_Task statement_
From the material below, copy out word for word the lines between the one containing "Annotation task — point out every instance of the bowl" and the one containing "[(113, 111)]", both included.

** Start Source data **

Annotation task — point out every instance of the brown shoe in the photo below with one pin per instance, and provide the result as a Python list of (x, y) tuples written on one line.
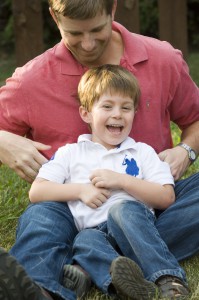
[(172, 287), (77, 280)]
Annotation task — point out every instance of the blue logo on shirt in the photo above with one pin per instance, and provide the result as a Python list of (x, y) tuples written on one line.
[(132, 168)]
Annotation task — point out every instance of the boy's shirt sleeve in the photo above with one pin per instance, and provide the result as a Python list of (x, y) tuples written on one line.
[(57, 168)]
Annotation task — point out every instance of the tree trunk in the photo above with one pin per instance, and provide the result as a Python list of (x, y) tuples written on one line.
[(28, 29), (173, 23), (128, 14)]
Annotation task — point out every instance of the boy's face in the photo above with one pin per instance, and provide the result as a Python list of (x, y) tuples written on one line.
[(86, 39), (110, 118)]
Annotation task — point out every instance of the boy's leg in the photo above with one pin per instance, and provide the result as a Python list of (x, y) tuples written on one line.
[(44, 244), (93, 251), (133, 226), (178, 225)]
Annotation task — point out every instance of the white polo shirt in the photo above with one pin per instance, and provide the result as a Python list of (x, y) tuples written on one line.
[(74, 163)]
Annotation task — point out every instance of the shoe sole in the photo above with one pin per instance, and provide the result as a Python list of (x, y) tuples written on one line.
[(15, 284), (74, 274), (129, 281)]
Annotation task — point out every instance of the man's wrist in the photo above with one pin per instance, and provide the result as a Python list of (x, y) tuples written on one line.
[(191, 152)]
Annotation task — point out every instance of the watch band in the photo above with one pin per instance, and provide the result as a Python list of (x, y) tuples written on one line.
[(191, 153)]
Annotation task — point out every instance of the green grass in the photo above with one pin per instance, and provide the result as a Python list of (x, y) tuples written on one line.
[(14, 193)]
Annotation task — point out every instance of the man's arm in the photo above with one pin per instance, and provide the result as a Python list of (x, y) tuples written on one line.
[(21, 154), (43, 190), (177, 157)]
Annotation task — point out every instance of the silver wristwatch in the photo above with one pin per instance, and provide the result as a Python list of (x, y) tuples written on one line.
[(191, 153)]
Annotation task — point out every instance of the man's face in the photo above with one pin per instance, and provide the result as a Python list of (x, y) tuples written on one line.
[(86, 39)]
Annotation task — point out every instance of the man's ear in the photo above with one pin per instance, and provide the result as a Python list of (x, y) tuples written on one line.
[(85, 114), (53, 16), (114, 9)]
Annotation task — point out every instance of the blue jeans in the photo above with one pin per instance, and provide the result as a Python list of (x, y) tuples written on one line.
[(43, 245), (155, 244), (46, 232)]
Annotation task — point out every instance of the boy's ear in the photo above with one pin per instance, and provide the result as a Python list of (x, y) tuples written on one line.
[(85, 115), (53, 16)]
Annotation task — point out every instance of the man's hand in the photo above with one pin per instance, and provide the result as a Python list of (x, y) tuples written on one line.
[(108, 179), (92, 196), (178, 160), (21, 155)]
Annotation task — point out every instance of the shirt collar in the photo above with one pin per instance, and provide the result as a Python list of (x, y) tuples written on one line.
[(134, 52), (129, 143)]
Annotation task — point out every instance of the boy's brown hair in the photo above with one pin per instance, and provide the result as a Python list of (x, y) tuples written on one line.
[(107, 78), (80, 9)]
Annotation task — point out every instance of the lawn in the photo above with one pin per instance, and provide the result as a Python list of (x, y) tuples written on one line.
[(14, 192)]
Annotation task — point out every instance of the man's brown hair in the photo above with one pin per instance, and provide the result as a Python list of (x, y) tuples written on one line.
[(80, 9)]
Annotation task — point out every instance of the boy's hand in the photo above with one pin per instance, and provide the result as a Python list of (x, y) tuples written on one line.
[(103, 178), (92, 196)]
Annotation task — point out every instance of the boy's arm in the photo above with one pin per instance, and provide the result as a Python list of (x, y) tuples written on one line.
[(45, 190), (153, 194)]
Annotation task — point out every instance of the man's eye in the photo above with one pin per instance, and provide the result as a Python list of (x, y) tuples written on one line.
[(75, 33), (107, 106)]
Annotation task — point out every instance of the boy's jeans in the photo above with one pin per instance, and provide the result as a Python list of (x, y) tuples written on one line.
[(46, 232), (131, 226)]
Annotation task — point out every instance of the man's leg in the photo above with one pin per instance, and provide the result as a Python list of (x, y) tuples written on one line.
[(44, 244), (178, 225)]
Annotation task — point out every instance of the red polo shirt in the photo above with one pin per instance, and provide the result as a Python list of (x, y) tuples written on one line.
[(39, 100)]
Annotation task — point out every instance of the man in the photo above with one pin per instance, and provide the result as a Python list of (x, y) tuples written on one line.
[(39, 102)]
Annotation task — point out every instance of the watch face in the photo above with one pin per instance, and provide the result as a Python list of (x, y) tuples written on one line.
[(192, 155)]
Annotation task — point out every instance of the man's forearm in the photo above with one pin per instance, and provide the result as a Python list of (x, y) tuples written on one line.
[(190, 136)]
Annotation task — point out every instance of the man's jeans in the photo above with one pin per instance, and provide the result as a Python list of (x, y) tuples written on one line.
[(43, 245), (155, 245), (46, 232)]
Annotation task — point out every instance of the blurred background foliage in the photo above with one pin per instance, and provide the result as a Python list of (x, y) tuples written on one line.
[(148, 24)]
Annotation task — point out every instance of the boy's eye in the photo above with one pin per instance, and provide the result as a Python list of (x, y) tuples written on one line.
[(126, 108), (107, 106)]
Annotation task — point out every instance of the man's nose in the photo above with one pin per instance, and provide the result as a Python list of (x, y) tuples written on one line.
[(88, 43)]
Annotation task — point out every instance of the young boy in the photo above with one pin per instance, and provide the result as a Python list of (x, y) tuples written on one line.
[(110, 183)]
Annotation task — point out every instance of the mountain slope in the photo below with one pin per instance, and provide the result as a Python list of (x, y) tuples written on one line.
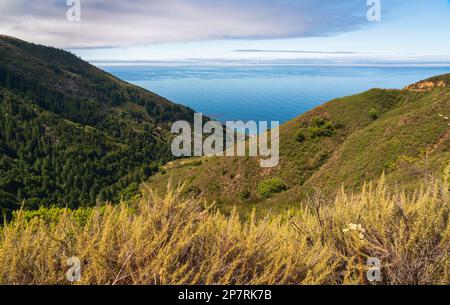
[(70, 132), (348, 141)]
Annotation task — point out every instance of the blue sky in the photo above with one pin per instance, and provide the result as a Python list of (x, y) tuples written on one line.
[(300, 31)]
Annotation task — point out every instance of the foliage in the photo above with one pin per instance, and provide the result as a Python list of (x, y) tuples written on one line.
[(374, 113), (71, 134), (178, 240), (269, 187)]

** End Source data **
** Start Source data **

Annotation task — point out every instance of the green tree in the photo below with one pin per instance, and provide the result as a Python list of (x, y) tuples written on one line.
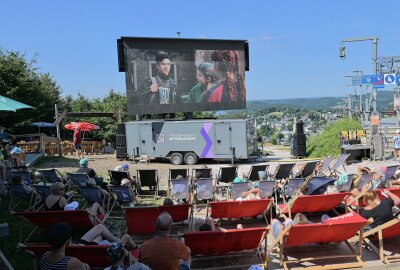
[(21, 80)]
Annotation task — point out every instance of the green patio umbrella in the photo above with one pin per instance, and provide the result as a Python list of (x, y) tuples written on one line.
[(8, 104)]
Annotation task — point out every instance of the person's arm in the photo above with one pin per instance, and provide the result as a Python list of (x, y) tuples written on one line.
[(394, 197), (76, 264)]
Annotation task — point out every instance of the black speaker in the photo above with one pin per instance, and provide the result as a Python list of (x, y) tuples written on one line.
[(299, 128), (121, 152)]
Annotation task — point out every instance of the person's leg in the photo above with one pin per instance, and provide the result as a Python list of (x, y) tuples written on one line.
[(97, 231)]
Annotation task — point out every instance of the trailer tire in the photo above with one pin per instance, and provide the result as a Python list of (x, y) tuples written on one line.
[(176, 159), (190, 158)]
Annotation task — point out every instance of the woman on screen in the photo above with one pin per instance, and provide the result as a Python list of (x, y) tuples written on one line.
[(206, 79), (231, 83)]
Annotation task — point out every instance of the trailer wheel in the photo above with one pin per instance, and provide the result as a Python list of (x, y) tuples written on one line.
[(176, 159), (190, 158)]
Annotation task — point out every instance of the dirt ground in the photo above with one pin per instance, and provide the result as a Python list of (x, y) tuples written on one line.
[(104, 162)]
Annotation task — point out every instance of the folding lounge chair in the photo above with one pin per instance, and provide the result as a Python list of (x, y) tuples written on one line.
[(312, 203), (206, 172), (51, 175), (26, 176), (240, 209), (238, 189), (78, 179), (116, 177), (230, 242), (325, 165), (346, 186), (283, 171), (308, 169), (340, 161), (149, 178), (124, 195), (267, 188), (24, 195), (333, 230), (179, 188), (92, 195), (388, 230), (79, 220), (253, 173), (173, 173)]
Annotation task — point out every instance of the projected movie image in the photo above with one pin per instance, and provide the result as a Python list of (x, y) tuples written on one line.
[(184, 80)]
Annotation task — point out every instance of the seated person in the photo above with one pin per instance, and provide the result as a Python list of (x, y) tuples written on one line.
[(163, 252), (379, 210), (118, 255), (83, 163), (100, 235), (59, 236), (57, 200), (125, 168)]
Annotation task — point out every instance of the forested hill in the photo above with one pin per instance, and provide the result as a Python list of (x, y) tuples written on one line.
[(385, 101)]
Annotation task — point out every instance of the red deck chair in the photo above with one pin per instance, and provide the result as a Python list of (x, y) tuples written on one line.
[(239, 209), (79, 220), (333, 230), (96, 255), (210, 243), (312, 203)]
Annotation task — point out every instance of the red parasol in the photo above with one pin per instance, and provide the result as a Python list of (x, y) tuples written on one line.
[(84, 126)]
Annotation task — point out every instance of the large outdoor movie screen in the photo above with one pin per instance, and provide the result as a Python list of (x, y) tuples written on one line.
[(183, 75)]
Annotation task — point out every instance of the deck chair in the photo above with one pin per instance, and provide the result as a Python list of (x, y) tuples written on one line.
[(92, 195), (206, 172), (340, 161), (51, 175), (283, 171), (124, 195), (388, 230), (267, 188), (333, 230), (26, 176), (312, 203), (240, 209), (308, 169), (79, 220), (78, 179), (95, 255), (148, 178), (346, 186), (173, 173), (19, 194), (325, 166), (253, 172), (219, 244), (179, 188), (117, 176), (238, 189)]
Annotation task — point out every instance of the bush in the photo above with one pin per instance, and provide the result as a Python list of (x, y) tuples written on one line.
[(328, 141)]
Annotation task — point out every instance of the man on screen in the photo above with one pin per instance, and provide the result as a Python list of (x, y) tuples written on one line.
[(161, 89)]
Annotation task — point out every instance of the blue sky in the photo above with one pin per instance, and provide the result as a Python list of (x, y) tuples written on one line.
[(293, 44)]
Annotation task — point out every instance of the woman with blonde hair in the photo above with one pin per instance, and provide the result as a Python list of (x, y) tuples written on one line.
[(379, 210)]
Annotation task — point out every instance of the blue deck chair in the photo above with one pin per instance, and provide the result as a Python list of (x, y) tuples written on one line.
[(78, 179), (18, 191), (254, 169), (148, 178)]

** End Source data **
** Start Source data **

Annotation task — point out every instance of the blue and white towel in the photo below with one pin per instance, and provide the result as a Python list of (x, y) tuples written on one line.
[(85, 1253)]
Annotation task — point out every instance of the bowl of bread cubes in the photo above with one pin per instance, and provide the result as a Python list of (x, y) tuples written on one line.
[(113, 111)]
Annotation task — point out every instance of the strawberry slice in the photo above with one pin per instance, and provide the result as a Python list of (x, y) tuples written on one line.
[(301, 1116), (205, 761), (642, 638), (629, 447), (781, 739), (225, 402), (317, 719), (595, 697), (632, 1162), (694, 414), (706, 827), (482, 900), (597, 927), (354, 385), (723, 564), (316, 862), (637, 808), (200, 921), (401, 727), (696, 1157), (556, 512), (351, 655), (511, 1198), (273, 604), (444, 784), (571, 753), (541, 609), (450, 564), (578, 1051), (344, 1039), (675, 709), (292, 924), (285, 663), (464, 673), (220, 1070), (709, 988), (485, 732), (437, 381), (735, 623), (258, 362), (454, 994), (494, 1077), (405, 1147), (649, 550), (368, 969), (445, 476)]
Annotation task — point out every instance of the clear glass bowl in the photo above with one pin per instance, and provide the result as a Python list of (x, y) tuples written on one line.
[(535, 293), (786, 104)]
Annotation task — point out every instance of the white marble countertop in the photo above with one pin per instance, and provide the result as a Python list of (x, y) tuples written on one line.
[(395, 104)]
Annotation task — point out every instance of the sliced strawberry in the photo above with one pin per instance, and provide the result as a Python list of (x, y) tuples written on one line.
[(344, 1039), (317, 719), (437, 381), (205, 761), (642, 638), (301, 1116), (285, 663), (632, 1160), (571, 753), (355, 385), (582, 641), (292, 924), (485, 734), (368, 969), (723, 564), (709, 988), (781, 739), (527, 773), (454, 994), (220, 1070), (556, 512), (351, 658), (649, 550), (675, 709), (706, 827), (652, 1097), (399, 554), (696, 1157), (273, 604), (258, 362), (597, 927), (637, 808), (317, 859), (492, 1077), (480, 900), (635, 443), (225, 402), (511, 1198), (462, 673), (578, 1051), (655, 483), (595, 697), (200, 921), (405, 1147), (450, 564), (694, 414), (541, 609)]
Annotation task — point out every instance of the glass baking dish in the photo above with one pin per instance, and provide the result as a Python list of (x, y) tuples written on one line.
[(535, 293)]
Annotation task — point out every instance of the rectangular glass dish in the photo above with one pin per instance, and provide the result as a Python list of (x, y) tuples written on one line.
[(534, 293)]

** End Source data **

_Complete output_
Annotation task — point out every instance of the bowl of bread cubes in the photo above with one pin per instance, and provide the result as a Python list of (x, y) tuples written on one line.
[(113, 111)]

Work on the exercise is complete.